▶ _GIVEN ENTRIES_:
BEGIN

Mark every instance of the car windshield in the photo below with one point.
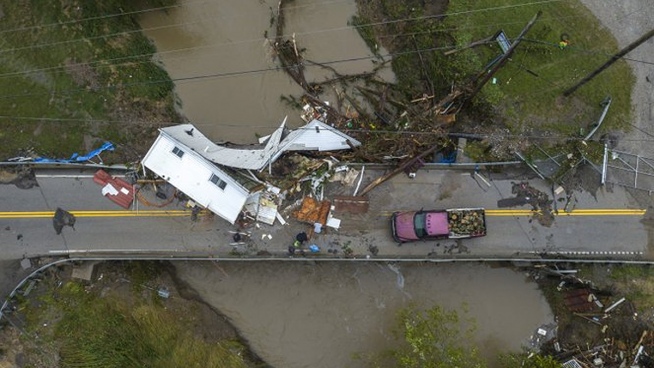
(419, 224)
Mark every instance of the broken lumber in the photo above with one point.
(398, 170)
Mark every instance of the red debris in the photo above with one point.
(117, 190)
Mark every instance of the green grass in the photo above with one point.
(535, 103)
(89, 330)
(48, 106)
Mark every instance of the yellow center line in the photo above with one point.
(576, 212)
(118, 213)
(178, 213)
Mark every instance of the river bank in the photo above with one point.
(324, 314)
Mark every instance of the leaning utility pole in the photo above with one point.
(505, 57)
(615, 58)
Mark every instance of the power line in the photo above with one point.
(61, 68)
(211, 19)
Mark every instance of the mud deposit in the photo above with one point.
(321, 314)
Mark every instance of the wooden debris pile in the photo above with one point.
(467, 222)
(313, 211)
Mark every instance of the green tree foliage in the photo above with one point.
(432, 338)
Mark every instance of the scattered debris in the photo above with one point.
(63, 218)
(525, 194)
(117, 190)
(313, 211)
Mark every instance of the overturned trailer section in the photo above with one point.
(196, 166)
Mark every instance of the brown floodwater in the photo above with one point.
(310, 315)
(322, 314)
(220, 56)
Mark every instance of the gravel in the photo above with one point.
(627, 20)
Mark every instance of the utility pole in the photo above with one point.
(615, 58)
(506, 56)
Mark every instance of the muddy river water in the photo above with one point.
(219, 53)
(320, 315)
(310, 315)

END

▶ _JOB_:
Rewrite every row above, putting "image" in place of "photo" wherever it occurs and keeping everything else the same. Leave the pictures out.

▶ _RESPONSE_:
Mark every instance of the car windshield in the image below with one point.
(419, 224)
Mark every instance of the broken lumber in the image above with one point.
(398, 170)
Mark every instance of the red debris in the image above with one point.
(117, 190)
Mark every instance of the green grass in the image above with one point.
(535, 103)
(89, 330)
(48, 106)
Mark every instance of the yellow center line in the image above with one point.
(576, 212)
(118, 213)
(178, 213)
Mark every instance of the river bank in the image above with one point.
(324, 314)
Mark every instance of the leaning utility pole in the image above with one point.
(505, 57)
(615, 58)
Mark every instance of the power line in the image above with one point.
(61, 68)
(211, 19)
Mark every instance of the mud deposit in the image above with one point.
(321, 314)
Mark every instance of the wooden debris pile in the image above with one point.
(467, 222)
(313, 211)
Mark every instance of the green tree foliage in the image above with one point.
(432, 338)
Mark every instance of the scattered debris in the image above with one point.
(63, 218)
(525, 194)
(117, 190)
(313, 211)
Mark every instance of the overturned trailer section in the image above with one point.
(196, 166)
Mark every instance of the brown floodwater in the image above with one point.
(310, 315)
(322, 314)
(220, 56)
Mark every instance of the gravel in the image above with one point.
(627, 20)
Mark every instance of the utility pole in the image above with one point.
(615, 58)
(506, 56)
Mark every instance of the muddy river water in the image above with one point.
(219, 53)
(320, 315)
(310, 315)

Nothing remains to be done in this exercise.